- _Instructions for the task_: Reproduce the section of the baby-crying study passage below starting with "In infantology news, a" and going on through "want to eat.".

In infantology news, a sixty-year study has conclusively proven that scientists don’t know why your baby is crying either.
The research, conducted by generations of Finnish and Swedish scientists, provided some of the most convincing evidence to date that babies are very secretive about their crying. Parents have long suspected that infants withhold information regarding the cause of their emotional outbursts out of revenge for being evicted from the goo-filled sacs in which they lived for nine months. The reason that hunger cries and boredom cries sound alike is that hunger is boring, and being bored makes babies want to eat.
The Amazing Lester, chairman of the Department of Cryological Sciences at the University of Sweden in Finland (USF), described some of their findings. “One thing we did determine is that there is a genetic component. We documented crying behavior in 82% of mothers when we told them that we were taking their babies to Finland and/or Sweden to experiment on them. In each case, the baby later exhibited distinct crying behavior on one or more occasions.”

- _Collected data entries_:
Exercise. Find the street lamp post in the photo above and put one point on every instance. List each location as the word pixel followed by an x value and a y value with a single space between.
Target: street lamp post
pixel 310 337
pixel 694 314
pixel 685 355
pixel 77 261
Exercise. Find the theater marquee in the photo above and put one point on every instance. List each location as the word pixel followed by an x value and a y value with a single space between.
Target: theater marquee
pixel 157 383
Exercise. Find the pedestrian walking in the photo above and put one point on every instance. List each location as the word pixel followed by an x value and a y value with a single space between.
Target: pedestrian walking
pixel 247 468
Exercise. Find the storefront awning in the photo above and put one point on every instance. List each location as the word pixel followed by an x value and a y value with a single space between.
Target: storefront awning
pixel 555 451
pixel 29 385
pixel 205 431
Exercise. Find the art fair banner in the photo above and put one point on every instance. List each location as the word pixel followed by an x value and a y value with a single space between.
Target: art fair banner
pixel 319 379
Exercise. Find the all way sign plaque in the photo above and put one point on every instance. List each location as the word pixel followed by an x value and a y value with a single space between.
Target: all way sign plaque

- _Exercise output_:
In infantology news, a sixty-year study has conclusively proven that scientists don’t know why your baby is crying either.
The research, conducted by generations of Finnish and Swedish scientists, provided some of the most convincing evidence to date that babies are very secretive about their crying. Parents have long suspected that infants withhold information regarding the cause of their emotional outbursts out of revenge for being evicted from the goo-filled sacs in which they lived for nine months. The reason that hunger cries and boredom cries sound alike is that hunger is boring, and being bored makes babies want to eat.